## Task requirements
Rewrite every one of the entries below, changing "innermost point" to "central point" wherever it occurs. Leave all other text as it is.

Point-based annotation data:
◇ ◇ ◇

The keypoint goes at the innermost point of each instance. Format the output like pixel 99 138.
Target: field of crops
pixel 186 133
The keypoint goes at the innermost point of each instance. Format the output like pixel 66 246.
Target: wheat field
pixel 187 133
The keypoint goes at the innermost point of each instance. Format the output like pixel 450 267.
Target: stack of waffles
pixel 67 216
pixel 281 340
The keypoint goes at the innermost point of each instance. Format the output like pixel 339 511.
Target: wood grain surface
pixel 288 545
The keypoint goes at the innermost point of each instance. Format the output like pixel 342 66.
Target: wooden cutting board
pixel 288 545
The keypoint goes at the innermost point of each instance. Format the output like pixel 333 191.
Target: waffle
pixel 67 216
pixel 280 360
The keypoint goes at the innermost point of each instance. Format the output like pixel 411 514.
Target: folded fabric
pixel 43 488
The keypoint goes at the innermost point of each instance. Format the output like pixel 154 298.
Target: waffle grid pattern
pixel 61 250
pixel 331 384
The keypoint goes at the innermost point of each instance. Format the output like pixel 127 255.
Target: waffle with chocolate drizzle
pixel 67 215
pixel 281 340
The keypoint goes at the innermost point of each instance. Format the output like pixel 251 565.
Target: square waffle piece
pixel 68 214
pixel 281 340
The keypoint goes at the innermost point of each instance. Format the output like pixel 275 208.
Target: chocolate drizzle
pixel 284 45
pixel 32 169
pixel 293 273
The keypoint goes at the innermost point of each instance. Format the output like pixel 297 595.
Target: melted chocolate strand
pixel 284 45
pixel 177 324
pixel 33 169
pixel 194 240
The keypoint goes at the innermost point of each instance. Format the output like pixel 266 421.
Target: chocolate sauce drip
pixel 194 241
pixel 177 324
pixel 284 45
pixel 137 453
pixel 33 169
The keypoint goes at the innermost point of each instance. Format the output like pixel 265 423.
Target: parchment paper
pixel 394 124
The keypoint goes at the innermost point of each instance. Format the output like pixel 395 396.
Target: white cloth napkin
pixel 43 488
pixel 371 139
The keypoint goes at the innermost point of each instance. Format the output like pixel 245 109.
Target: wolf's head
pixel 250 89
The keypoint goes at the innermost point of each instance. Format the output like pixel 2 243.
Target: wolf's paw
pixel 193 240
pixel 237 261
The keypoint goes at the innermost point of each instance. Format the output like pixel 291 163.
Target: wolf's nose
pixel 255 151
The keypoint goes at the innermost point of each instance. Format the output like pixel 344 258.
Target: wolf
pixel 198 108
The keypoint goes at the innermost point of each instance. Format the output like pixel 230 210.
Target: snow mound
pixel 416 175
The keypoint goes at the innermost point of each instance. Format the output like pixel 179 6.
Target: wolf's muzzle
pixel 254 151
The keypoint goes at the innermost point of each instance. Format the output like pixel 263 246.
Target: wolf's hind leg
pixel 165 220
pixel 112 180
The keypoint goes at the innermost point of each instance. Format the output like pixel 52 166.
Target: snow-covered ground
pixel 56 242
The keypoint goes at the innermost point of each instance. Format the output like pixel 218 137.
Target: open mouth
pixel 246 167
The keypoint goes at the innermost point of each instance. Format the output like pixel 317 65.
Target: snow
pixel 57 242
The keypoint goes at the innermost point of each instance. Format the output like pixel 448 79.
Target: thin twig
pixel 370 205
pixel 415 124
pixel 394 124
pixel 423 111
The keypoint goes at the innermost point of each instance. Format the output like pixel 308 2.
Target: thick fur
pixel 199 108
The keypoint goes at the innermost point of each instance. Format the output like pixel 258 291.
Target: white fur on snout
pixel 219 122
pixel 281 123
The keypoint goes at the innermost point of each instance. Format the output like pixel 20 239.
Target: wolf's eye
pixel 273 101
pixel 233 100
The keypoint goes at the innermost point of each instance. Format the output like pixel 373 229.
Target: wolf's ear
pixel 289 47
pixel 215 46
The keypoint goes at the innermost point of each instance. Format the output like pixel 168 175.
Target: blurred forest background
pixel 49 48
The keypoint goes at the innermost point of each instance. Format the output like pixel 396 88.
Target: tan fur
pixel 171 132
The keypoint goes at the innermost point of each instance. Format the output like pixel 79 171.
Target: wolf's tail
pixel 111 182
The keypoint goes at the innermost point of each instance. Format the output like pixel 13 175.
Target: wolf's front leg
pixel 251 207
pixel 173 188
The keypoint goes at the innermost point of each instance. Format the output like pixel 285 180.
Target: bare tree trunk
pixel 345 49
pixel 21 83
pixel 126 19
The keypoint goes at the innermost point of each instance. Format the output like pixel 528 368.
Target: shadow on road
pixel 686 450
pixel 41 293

◇ ◇ ◇

## Result
The keypoint goes at the central point of each instance. Format the output like pixel 99 138.
Target: field of crops
pixel 186 133
The keypoint goes at the central point of each instance. Format the output like pixel 66 246.
Target: wheat field
pixel 187 133
The keypoint goes at the central point of each instance. Format the output like pixel 450 267.
Target: stack of waffles
pixel 67 216
pixel 281 340
The keypoint goes at the central point of each instance. Format the output like pixel 339 511.
Target: wood grain surface
pixel 288 545
The keypoint goes at the central point of each instance. Format the output like pixel 342 66.
Target: wooden cutting board
pixel 288 545
The keypoint goes at the central point of each instance. Format the output like pixel 333 191.
Target: waffle
pixel 67 216
pixel 280 360
The keypoint goes at the central point of each instance. Format the output like pixel 411 514.
Target: folded fabric
pixel 43 488
The keypoint goes at the central point of each instance. Format the output like pixel 154 298.
Target: waffle grid pattern
pixel 61 250
pixel 331 384
The keypoint goes at the central point of each instance. Format the output like pixel 127 255.
Target: waffle with chocolate drizzle
pixel 67 215
pixel 281 340
The keypoint goes at the central point of each instance. Format the output like pixel 251 565.
Target: square waffle piece
pixel 68 214
pixel 281 340
The keypoint goes at the central point of each instance. Format the output like pixel 275 208.
Target: chocolate drizzle
pixel 284 45
pixel 32 169
pixel 293 273
The keypoint goes at the central point of each instance. Format the output like pixel 297 595.
Target: melted chocolate strand
pixel 284 45
pixel 177 324
pixel 33 169
pixel 194 240
The keypoint goes at the central point of each instance. Format the output like pixel 266 421.
Target: chocolate sauce drip
pixel 194 241
pixel 177 324
pixel 284 45
pixel 137 453
pixel 33 169
The keypoint goes at the central point of each instance. Format the output like pixel 265 423.
Target: parchment paper
pixel 394 124
The keypoint goes at the central point of each instance. Format the output like pixel 395 396.
Target: white cloth napkin
pixel 43 488
pixel 371 139
The keypoint goes at the central point of each instance. Format the output like pixel 245 109.
Target: wolf's head
pixel 250 89
The keypoint goes at the central point of each instance. Format the output like pixel 2 243.
Target: wolf's paw
pixel 193 240
pixel 237 261
The keypoint goes at the central point of each instance. Format the output like pixel 291 163.
Target: wolf's nose
pixel 255 151
The keypoint goes at the central point of each instance. Format the output like pixel 344 258.
Target: wolf
pixel 198 108
The keypoint goes at the central point of each instance. Format the output like pixel 230 210.
Target: snow mound
pixel 416 175
The keypoint goes at the central point of each instance. Format the output like pixel 179 6.
Target: wolf's muzzle
pixel 254 151
The keypoint goes at the central point of each instance. Format the output like pixel 263 246.
Target: wolf's hind leg
pixel 165 220
pixel 112 180
The keypoint goes at the central point of each instance. Format the output like pixel 52 166.
Target: snow-covered ground
pixel 56 242
The keypoint goes at the central point of each instance. Format the output like pixel 218 137.
Target: open mouth
pixel 246 167
The keypoint goes at the central point of each instance. Format the output like pixel 317 65.
Target: snow
pixel 57 242
The keypoint goes at the central point of each instance. Format the output like pixel 448 79.
Target: thin twig
pixel 370 205
pixel 415 124
pixel 394 124
pixel 423 111
The keypoint goes at the central point of each instance. Format the output like pixel 308 2.
Target: thick fur
pixel 199 108
The keypoint goes at the central point of each instance. Format the output like pixel 258 291.
Target: white fur on snout
pixel 219 122
pixel 281 123
The keypoint goes at the central point of each instance. Format the output like pixel 20 239.
Target: wolf's eye
pixel 273 101
pixel 233 100
The keypoint goes at the central point of each instance. Format the output like pixel 373 229.
Target: wolf's ear
pixel 289 47
pixel 215 46
The keypoint goes at the central point of each instance. Format the output like pixel 168 175.
Target: blurred forest background
pixel 49 48
The keypoint goes at the central point of each instance. Format the output like pixel 396 88.
Target: tan fur
pixel 171 132
The keypoint goes at the central point of each instance. Format the output like pixel 79 171.
Target: wolf's tail
pixel 111 182
The keypoint goes at the central point of each instance. Format the output like pixel 13 175.
Target: wolf's front leg
pixel 251 207
pixel 173 188
The keypoint goes at the central point of each instance. Format the output like pixel 285 180.
Target: bare tree trunk
pixel 345 49
pixel 21 83
pixel 126 19
The keypoint goes at the central point of each instance. Format the output like pixel 528 368.
Target: shadow on road
pixel 686 450
pixel 41 293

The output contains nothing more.